Please read the records below and return each line holding the string "hair".

--- START ---

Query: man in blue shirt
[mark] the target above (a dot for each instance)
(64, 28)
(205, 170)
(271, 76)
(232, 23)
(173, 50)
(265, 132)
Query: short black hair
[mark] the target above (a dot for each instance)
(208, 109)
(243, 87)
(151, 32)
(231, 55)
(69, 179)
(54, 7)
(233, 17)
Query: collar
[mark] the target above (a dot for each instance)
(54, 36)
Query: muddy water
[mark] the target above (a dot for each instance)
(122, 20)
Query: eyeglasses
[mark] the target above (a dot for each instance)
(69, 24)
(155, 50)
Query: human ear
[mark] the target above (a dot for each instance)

--- END ---
--- START ---

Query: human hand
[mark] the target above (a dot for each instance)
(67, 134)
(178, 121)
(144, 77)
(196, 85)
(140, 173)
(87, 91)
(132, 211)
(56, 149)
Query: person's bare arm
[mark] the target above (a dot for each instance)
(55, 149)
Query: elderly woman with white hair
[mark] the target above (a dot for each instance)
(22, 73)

--- END ---

SOLVED EXERCISE:
Query: short black hair
Query: elderly woman with white hair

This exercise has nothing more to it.